Tarefa proposta 1: Transcreva sem alterações o trecho das linhas de dados que começa na linha que contém "Note: spot the wide" e termina no fim dessas linhas, incluindo ambos os extremos.

───── Texto para ler

Para nos definir as inépcias, com duques
do Terceiro à fartazana, cá por casa …
HENRIQUE
SALLES DA FONSECA
A
BEM DA NAÇÃO, 25.04.21
O
plebeu era veterinário mas só exercia em causa própria, herdado rico, solteiro
e com alguns que se diziam filhos na mira das patacas. Mas não entra nesta
história a não ser como amigo dos outros, o Duque e o Marquês.
O
Duque, casado e medianamente remediado, vivia no terceiro andar de um prédio
que herdara na praça com o nome de um seu famoso avoengo, também ele Duque. Só
que o Duque do terceiro achava que um Duque se pode perfeitamente «et à
l’ aise» empoleirar numa peanha mas nunca viver num terceiro andar. Já
lhe bastava a concorrência do da Terceira. Por isso se intitulava Marquês
– que também o era – do mesmo patrónimo. Do fausto antigo, guardava o título,
algum património que preservava quase religiosamente e um empregado doméstico
que também herdara que conduzia a Duquesa nas suas digressões por aqui e por
ali, servia à mesa e engraxava os sapatos de suas Excelências. A «esposa» era a
porteira do prédio e viviam na cave com quintal nas traseiras. Tinham um filho
que já era engenheiro e constava que republicano.
O outro
nobre desta história tinha sido filho e irmão de Duques e agora era tio de
Duque. Jurista, dizia a todo o som que nunca exercera e que, quando tinha
sido estagiário no escritório de um Advogado ali à Boa Hora, fugia do
escritório mal o patrono se ausentava com medo de que aparecesse algum cliente.
Admitido à Ordem (ainda não havia nada destes exames de admissão que há hoje),
dizia que tinha pago um ano de quotas e que mandara tudo às urtigas. Mas era o Senhor
Dom… (nome a calar), dedicava-se a viver dos rendimentos e a praticar a
arte campera da sua paixão. Culto e poliglota, enchia qualquer salão
desta cidade capital ou de qualquer outra. Ria-se discretamente quando o
«mordomo» do Duque do terceiro o anunciava pomposamente como «o Senhor Dom
Doutor…» e não como manda a semântica «o Senhor Doutor Dom…».
Certa
vez, o sobrinho Duque fez-se convidado para almoçar com o tio no restaurante
que este habitualmente frequentava ali à Calçada do Marquês de Abrantes e
pediu-lhe que aceitasse passar a usar o título de Marquês de (…) que também
pertencia à Casa Ducal. Por sua morte, o título regressaria à origem até porque
do tio nada constava quanto a descendência biológica quer legal quer
legalizada. Nada como com o amigo veterinário a quem «saltam» filhos a cada
esquina.
E
se, até ali, o «Dom Doutor» e o Duque do terceiro se tratavam por «Parentes», a
partir dali, ambos Marqueses, ironizavam tratando-se por «Colegas».

──────────
───── Linhas

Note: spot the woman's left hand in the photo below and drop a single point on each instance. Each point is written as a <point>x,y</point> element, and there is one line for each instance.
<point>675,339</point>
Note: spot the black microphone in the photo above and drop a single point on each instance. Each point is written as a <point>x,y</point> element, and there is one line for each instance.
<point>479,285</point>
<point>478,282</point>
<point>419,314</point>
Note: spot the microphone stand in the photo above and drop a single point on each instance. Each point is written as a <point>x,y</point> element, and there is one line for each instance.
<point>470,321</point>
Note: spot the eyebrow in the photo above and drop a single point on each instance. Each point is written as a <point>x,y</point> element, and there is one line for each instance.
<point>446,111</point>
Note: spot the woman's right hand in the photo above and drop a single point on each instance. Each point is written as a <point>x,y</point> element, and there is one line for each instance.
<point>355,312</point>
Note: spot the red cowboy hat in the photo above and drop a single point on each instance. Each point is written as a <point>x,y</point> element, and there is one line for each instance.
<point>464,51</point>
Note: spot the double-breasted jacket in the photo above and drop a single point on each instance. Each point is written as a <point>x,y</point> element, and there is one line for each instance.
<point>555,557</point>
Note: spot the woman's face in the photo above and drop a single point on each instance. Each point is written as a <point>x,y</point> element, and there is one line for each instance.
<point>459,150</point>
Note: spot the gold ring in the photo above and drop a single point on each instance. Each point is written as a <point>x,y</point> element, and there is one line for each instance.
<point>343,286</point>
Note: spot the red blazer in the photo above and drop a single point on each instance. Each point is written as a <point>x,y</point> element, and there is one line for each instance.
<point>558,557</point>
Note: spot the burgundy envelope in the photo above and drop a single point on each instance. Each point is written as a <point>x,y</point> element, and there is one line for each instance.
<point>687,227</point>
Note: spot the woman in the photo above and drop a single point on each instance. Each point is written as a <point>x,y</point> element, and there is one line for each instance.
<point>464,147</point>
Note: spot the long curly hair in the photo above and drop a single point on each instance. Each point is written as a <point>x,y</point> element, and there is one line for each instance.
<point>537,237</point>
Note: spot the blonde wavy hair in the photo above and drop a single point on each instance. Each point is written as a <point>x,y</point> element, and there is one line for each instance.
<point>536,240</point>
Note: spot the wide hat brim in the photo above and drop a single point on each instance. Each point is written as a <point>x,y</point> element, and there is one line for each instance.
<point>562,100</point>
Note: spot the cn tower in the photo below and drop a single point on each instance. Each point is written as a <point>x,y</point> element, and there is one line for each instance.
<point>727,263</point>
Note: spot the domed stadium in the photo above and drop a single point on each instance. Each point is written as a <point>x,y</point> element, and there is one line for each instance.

──────────

Tarefa proposta 2:
Responda, com base no texto sobre os dois nobres:
(a) Em que andar do prédio vivia o Duque?
(b) Que fazia o jurista, quando estagiário, mal o patrono se ausentava?
(c) Por que palavra passaram a tratar-se o «Dom Doutor» e o Duque depois de ambos serem Marqueses?

Resposta completa 1:
Note: spot the wide hat brim in the photo above and drop a single point on each instance. Each point is written as a <point>x,y</point> element, and there is one line for each instance.
<point>562,100</point>
Note: spot the cn tower in the photo below and drop a single point on each instance. Each point is written as a <point>x,y</point> element, and there is one line for each instance.
<point>727,263</point>
Note: spot the domed stadium in the photo above and drop a single point on each instance. Each point is written as a <point>x,y</point> element, and there is one line for each instance.

Resposta completa 2:
(a) No terceiro andar.
(b) Fugia do escritório, com medo de que aparecesse algum cliente.
(c) «Colegas».